--- Problem statement ---
Edit the entries below so that every "Query" becomes "Label", keeping everything else unchanged.

--- Data lines ---
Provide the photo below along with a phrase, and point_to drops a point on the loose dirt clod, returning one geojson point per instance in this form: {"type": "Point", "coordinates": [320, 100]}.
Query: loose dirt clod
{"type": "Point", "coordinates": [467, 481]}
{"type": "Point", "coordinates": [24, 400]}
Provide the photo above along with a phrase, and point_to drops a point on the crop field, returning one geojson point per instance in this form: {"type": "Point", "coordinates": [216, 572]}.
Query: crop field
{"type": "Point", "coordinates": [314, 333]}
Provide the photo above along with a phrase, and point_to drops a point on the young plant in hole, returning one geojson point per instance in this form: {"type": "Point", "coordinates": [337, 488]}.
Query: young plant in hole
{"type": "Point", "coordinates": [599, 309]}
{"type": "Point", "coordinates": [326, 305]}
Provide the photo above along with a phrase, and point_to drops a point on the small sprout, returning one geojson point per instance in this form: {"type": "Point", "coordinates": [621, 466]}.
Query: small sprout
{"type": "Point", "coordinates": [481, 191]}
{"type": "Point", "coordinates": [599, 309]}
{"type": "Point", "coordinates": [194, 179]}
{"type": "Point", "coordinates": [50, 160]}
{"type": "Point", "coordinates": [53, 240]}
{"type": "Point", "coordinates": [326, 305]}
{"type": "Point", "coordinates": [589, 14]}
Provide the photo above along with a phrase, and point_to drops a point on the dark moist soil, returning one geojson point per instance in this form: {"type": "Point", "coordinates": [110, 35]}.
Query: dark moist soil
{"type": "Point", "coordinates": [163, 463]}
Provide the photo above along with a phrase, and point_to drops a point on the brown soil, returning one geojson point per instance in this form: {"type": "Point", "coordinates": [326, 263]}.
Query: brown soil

--- Task answer ---
Provide the photo below along with a phrase, and point_to drops a point on the loose dirt clod, returning one geojson point per instance in this form: {"type": "Point", "coordinates": [320, 100]}.
Label: loose dirt clod
{"type": "Point", "coordinates": [467, 481]}
{"type": "Point", "coordinates": [24, 400]}
Provide the photo above along with a phrase, and point_to drops a point on the crop field, returning one geojson point per instance in this form: {"type": "Point", "coordinates": [216, 572]}.
Label: crop field
{"type": "Point", "coordinates": [314, 333]}
Provide the photo above along with a phrase, and point_to drops a point on the young plant in hole, returning one geojson point per instance in this form: {"type": "Point", "coordinates": [337, 488]}.
Label: young plant in hole
{"type": "Point", "coordinates": [599, 309]}
{"type": "Point", "coordinates": [326, 305]}
Provide the photo above along with a phrase, and point_to drops a point on the small sprout, returning one geojson point per instance in this form: {"type": "Point", "coordinates": [621, 466]}.
Label: small sprout
{"type": "Point", "coordinates": [481, 191]}
{"type": "Point", "coordinates": [599, 309]}
{"type": "Point", "coordinates": [194, 179]}
{"type": "Point", "coordinates": [50, 160]}
{"type": "Point", "coordinates": [53, 240]}
{"type": "Point", "coordinates": [326, 305]}
{"type": "Point", "coordinates": [589, 14]}
Provide the photo above along with a phrase, and point_to drops a point on the dark moist soil, returning one geojson point per instance in this form: {"type": "Point", "coordinates": [110, 35]}.
Label: dark moist soil
{"type": "Point", "coordinates": [163, 463]}
Provide the photo above along with a phrase, and point_to drops a point on the brown soil, returning one geojson point per instance in this form: {"type": "Point", "coordinates": [326, 263]}.
Label: brown soil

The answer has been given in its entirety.